__Document extract__.
Taipei Biennial 2012: Modern Monster/Death and Life of Fiction.
Curator: Anselm Franke
In today’s narrative resembling a fictional hole, there exists a deep imprint of the modern monster. As our views on modernity and the writing of the modern narrative are reshaped, a comprehensive crossover project is thus constructed. The theme of the Taipei Biennial 2012 departs from the crisis of the imagination within the global capitalist culture: the need for collectively shared horizons that withstand the clichés of modernist development, and the logic of division haunting nationalist and identity politics in the long shadows of colonialism and imperialism.
The theme of the Taipei Biennial 2012, Modern Monster/Death and Life of Fiction, places emphasis on the writing of history and the connections with fictional events and things. “Fiction” fills the blind spots of history writing and documentation, because it deals with the dark side of modernity, its dialectical contradictions, and the deeply hidden terrifying matters within the liberating promises of modernity.

Saved entries
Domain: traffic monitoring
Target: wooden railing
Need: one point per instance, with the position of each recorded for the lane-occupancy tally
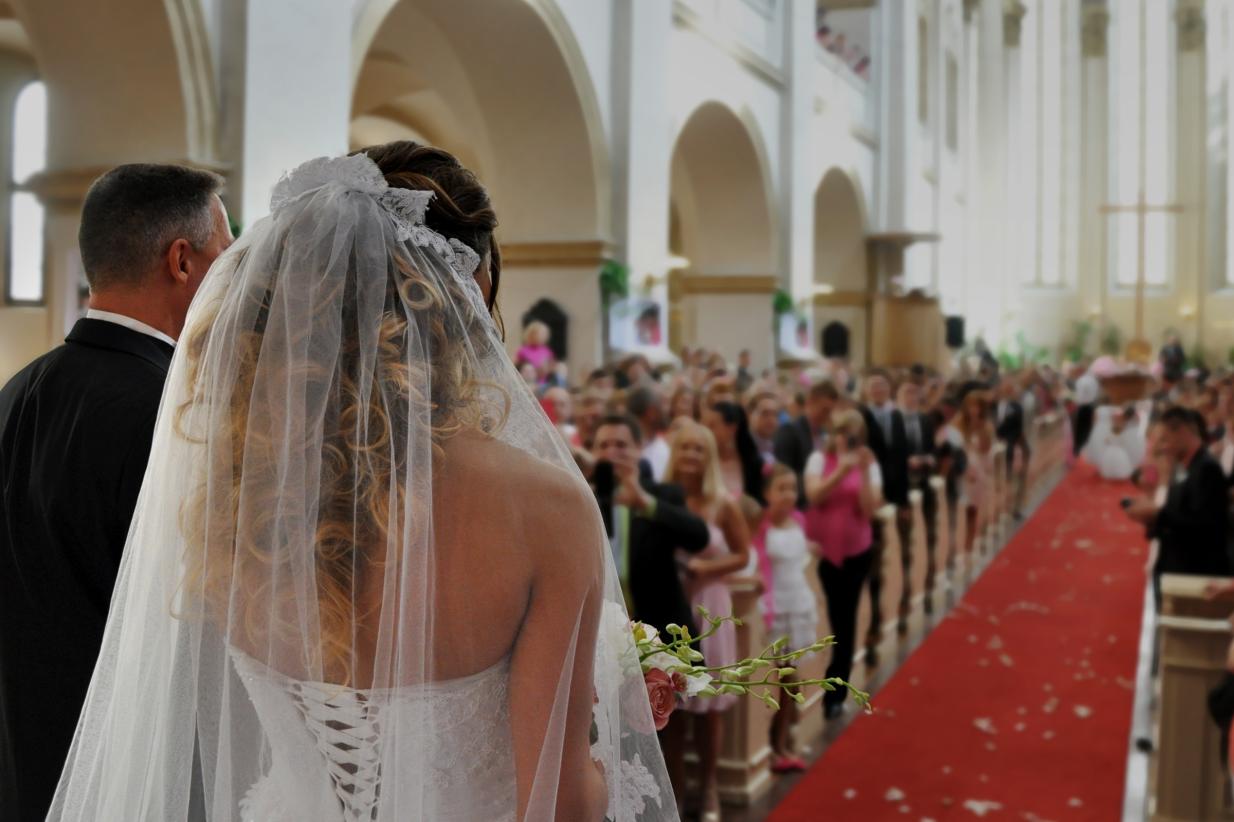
(745, 757)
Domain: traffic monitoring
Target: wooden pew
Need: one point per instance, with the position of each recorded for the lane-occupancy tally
(1193, 636)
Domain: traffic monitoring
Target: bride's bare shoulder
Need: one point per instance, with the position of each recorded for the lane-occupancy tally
(533, 484)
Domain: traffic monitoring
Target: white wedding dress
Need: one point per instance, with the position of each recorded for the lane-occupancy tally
(302, 580)
(326, 758)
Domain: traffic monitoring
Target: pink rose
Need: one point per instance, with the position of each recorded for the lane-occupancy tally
(662, 696)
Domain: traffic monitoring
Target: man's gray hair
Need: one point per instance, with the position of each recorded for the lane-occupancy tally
(133, 214)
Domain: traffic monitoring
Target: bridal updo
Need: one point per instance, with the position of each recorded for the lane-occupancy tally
(423, 365)
(460, 206)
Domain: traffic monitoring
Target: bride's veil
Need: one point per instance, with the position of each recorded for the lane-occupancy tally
(341, 437)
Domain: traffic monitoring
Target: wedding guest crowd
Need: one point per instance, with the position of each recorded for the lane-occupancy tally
(710, 474)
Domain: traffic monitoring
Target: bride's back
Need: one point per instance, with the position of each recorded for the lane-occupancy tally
(492, 510)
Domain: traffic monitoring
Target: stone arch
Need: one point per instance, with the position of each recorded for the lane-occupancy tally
(721, 212)
(504, 88)
(158, 100)
(840, 259)
(839, 232)
(721, 191)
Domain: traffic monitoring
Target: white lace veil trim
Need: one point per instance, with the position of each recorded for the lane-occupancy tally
(407, 207)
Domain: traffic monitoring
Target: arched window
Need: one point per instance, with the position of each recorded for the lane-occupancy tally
(25, 264)
(1140, 180)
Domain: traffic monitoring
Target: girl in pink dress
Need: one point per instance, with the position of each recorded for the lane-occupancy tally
(694, 464)
(974, 432)
(536, 352)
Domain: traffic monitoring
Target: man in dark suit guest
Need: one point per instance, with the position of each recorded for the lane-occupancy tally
(1174, 359)
(1010, 430)
(922, 467)
(645, 523)
(797, 440)
(1191, 526)
(889, 441)
(75, 430)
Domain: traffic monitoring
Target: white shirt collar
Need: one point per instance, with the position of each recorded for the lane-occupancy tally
(128, 322)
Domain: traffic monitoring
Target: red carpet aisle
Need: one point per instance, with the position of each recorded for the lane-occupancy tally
(1018, 705)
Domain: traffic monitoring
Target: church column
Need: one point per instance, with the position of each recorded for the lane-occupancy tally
(285, 91)
(984, 307)
(1190, 132)
(897, 121)
(642, 143)
(1019, 169)
(1093, 270)
(797, 174)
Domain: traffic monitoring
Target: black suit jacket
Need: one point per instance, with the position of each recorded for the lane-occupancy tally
(792, 446)
(1193, 522)
(655, 591)
(75, 428)
(892, 454)
(1011, 430)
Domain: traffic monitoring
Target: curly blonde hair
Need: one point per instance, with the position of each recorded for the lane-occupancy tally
(362, 501)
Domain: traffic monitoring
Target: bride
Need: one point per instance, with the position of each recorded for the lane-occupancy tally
(364, 579)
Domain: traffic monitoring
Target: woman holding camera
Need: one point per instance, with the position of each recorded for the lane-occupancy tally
(843, 493)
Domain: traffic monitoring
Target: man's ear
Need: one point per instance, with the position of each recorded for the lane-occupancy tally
(177, 261)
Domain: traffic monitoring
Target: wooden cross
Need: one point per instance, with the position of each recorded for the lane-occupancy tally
(1140, 347)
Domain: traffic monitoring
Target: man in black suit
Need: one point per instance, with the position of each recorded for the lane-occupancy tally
(645, 523)
(1191, 526)
(75, 430)
(797, 440)
(889, 441)
(922, 465)
(1010, 430)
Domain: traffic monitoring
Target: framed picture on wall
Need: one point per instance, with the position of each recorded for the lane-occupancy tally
(636, 323)
(795, 335)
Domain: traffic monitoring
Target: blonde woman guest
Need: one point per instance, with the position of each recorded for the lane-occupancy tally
(843, 494)
(694, 464)
(536, 351)
(684, 404)
(973, 431)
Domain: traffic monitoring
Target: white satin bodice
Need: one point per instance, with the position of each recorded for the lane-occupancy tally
(439, 752)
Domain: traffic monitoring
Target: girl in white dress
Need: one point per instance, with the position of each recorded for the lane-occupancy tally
(973, 431)
(789, 606)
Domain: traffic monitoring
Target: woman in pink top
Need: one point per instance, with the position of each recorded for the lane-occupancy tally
(536, 351)
(843, 493)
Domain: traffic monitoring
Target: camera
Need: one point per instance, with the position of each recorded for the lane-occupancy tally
(604, 478)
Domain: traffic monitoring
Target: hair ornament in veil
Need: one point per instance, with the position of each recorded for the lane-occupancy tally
(406, 206)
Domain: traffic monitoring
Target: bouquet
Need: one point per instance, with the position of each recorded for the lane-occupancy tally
(636, 667)
(671, 670)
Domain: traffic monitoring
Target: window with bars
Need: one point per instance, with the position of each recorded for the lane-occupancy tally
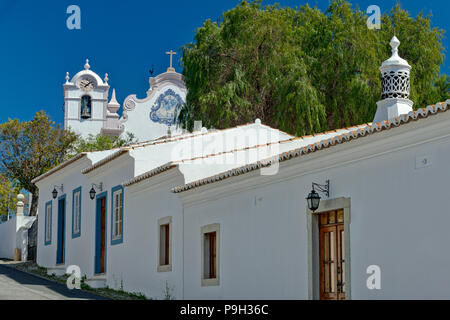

__Activity__.
Copy word for word the part of the Taipei Biennial 2012 text starting with "The theme of the Taipei Biennial 2012, Modern" and going on through "promises of modernity.".

__Result__.
The theme of the Taipei Biennial 2012, Modern Monster/Death and Life of Fiction, places emphasis on the writing of history and the connections with fictional events and things. “Fiction” fills the blind spots of history writing and documentation, because it deals with the dark side of modernity, its dialectical contradictions, and the deeply hidden terrifying matters within the liberating promises of modernity.